> [EXTRAIT PRÉSENTÉ]
EXPEDITION GROS-MORNE / RAVINE BACHELIER

( Documents Le Journal de l'Ile )

 

 

 

 

 

DU PITON DES NEIGES A SALAZIE EN PASSANT PAR LE GROS MORNE EN 15 JOURS

Première exploration de la ravine Bachelier
sommet du Gros Morne

Après avoir ouvert en 1996 le Bras du Parc dans le massif du Piton des Neiges, Pascal Colas, guide de haute montagne, accompagné d'une équipe scientifique va entreprendre l'exploration de la ravine Bachelier, toujours en partant du Piton, et en passant par le Gros Morne. Pour la première fois une partie de la logistique sera acheminée sur le toit de la Réunion par des ânes.

Deuxième plus haut sommet de notre île, culminant à 3 013 m, le Gros Morne est resté longtemps inviolé. Ce n'est que le 1er septembre 1939 qu'une expédition partie de Cilaos réussit à y planter le premier drapeau au terme de quatre jours d'efforts. L'exploit ne sera renouvelé que 41 ans plus tard (voir encadré).
"Aujourd'hui, indique Pascal Colas, fondateur de Réunion Sensations, si le parcours reste périlleux et technique, c'est une des classiques parmi les courses de montagne. Nous avons été les premiers à la refaire et à l'équiper, depuis l'expédition de 1980, en 1991 et 1992. Il faut compter deux jours au départ du Bloc à Cilaos en passant par le Piton des Neiges. Le premier jour nous montons au sommet du Piton puis nous nous engageons en direction du Gros Morne jusqu'à atteindre une anfractuosité de rocher où nous passons la nuit. Le lendemain, nous poursuivons jusqu'au sommet du Gros Morne, le retour à Cilaos se fait dans la foulée".

> [DONNÉES FOURNIES]
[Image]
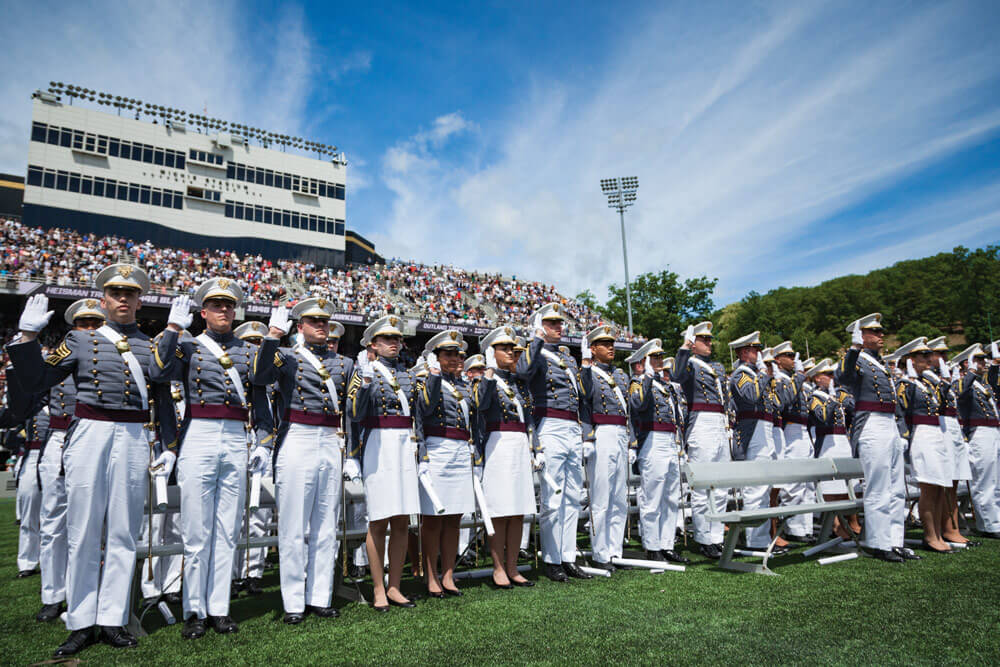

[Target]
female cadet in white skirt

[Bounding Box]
[896,336,955,553]
[806,359,861,540]
[344,315,420,611]
[473,326,538,589]
[924,336,978,546]
[417,330,476,598]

> [DESCRIPTION DE L'EXERCICE] Reprenez l'article sur l'expédition au Gros Morne et à la ravine Bachelier, et rédigez-en la suite à partir de sa dernière phrase. Les enregistrements n'ont aucun rapport avec l'article.

> [RÉPONSE RÉDIGÉE]
Raconté ainsi, cela a l'air tout simple, mais la "balade" n'est pas à la portée du premier venu. "Cela nécessite du matériel adapté et une bonne connaissance de la montagne, confirme Pascal Colas, mais le Gros Morne est inscrit à notre "catalogue" des courses de montagne. Le site a profondément changé à la fin des années 1980, suite à un éboulis qui a d'ailleurs emporté à l'époque le pont sur la route d'Ilet à Cordes. Tout un pan de la montagne est descendu et nous avons dû équiper un rappel de 20 m pour pouvoir atteindre le Gros Morne. Nous n'y sommes pas retournés depuis la dernière saison des pluies et nous risquons d'avoir des surprises".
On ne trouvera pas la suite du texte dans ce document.